Please reproduce all of the data below without any changes, and leave the picture out of your copy.

### WORKING DATA
<<<<

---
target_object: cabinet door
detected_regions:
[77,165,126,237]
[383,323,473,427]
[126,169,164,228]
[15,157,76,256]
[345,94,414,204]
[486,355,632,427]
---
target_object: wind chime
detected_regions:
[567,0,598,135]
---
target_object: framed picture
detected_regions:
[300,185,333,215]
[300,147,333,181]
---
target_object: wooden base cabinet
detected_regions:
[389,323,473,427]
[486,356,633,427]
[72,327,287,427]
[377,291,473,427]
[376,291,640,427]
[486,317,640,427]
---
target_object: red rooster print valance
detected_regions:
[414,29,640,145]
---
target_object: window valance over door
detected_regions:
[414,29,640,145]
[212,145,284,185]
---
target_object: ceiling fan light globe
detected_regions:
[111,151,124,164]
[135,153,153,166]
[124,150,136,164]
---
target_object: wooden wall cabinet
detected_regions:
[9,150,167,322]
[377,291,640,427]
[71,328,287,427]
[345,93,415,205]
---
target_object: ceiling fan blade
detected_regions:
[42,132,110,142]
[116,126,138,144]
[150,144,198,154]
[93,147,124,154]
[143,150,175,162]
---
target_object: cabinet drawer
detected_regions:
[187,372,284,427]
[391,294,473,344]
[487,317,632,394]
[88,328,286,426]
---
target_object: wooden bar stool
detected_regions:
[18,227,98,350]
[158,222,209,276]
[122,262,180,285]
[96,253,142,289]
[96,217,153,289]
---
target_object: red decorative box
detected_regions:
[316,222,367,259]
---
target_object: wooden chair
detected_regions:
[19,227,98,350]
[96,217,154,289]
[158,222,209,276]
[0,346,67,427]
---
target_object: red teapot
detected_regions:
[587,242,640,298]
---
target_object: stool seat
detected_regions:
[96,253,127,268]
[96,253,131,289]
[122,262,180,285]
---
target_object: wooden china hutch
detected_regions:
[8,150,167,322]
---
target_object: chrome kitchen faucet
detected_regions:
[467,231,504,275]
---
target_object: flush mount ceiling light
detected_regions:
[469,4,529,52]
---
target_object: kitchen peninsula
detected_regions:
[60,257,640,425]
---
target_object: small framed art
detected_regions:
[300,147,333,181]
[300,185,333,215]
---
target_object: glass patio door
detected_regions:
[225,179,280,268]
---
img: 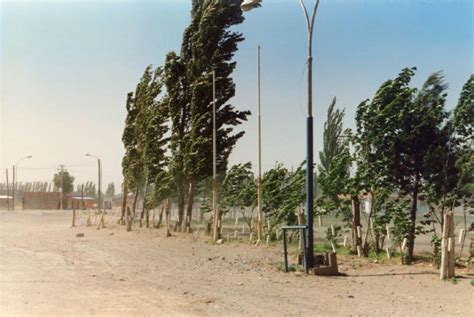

>>>>

### WORKED SOLUTION
---
target_object: cabinet door
detected_regions:
[77,165,126,237]
[383,323,473,427]
[126,169,164,228]
[15,157,76,256]
[345,94,414,204]
[486,355,632,427]
---
target_object: wind chime
detected_regions:
[567,0,598,135]
---
target_object: framed picture
detected_regions:
[300,185,333,215]
[300,147,333,181]
---
target_object: wooden base cabinet
detected_regions:
[389,323,473,427]
[486,356,633,427]
[72,327,287,427]
[377,291,473,427]
[376,291,640,427]
[486,317,640,427]
---
target_object: red rooster print valance
detected_regions:
[414,29,640,145]
---
target_object: window valance over door
detected_regions:
[414,29,640,145]
[212,145,284,185]
---
target_object: ceiling fan light globe
detected_regions:
[111,151,124,164]
[135,153,153,166]
[124,150,136,164]
---
target_object: wooden wall cabinet
detected_regions:
[9,150,167,322]
[377,291,640,427]
[71,328,287,427]
[345,93,415,205]
---
target_object: ceiling fan blade
detected_regions:
[42,132,110,142]
[116,126,138,144]
[150,144,198,154]
[93,147,124,154]
[143,150,175,162]
---
target_object: cabinet drawer
detected_regions:
[187,372,284,427]
[391,294,473,344]
[487,317,632,394]
[88,328,286,426]
---
target_object: wooden bar stool
detected_regions:
[18,227,98,350]
[158,222,209,276]
[122,262,180,285]
[96,253,142,289]
[96,217,153,289]
---
target_object: red decorative box
detected_regions:
[316,222,367,259]
---
target_object: wooden chair
detected_regions:
[19,227,98,350]
[96,217,154,289]
[158,222,209,276]
[0,346,67,427]
---
target_object: red teapot
detected_regions:
[587,242,640,298]
---
target_object: stool seat
detected_regions:
[96,253,127,268]
[96,253,131,289]
[122,262,180,285]
---
target_object: wooden china hutch
detected_regions:
[8,150,167,322]
---
target_object: chrome kitchen faucet
detected_regions:
[467,231,504,275]
---
target_object: flush mount ceiling light
detected_regions:
[469,4,529,52]
---
target_object: kitchen peninsula
detected_regions:
[60,257,640,425]
---
target_object: small framed art
detected_regions:
[300,147,333,181]
[300,185,333,215]
---
target_object: glass patio door
detected_regions:
[225,179,280,268]
---
img: 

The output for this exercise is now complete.